■ Extracted records:

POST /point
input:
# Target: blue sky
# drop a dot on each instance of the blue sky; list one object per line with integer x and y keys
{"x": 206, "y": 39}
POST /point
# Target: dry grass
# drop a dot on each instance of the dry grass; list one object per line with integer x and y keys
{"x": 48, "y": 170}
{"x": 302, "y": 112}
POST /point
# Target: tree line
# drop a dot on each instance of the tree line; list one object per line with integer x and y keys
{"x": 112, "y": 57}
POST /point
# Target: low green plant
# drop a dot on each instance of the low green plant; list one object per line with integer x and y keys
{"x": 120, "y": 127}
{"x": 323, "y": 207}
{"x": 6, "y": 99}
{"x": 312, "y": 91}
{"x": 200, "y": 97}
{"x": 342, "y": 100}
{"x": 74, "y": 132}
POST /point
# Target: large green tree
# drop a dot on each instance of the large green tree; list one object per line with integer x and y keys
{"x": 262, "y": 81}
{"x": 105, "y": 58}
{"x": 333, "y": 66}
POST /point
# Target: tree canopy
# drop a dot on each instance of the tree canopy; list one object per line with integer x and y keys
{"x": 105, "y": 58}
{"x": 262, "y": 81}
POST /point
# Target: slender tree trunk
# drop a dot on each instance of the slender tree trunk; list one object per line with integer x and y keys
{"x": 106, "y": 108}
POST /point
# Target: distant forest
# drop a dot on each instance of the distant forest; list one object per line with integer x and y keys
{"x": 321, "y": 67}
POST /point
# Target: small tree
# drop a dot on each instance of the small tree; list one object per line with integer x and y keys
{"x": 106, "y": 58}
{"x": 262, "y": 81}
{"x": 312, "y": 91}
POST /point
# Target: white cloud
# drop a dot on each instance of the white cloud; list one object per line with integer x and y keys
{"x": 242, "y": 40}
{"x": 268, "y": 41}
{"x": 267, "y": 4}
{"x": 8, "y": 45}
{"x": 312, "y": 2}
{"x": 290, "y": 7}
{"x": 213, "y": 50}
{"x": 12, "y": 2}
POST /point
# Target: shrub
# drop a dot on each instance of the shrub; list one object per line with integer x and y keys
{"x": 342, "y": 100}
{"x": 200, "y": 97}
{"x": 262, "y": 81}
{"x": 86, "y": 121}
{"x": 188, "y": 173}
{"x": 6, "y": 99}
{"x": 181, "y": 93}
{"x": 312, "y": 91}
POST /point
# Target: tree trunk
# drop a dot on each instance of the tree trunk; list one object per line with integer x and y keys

■ What this task involves: Copy only this part of the entries above: the line with "# Target: large green tree", the line with "# Target: slender tree trunk", and the lines between, all exactly as written.

■ Solution below:
# Target: large green tree
# drop a dot on each instance of the large green tree; list one object per line with integer x and y keys
{"x": 262, "y": 81}
{"x": 105, "y": 58}
{"x": 333, "y": 66}
POST /point
# Target: tree canopy
# drop a dot on each instance of the tree canopy; list one object per line with integer x and y keys
{"x": 105, "y": 58}
{"x": 262, "y": 81}
POST /point
# Target: slender tree trunk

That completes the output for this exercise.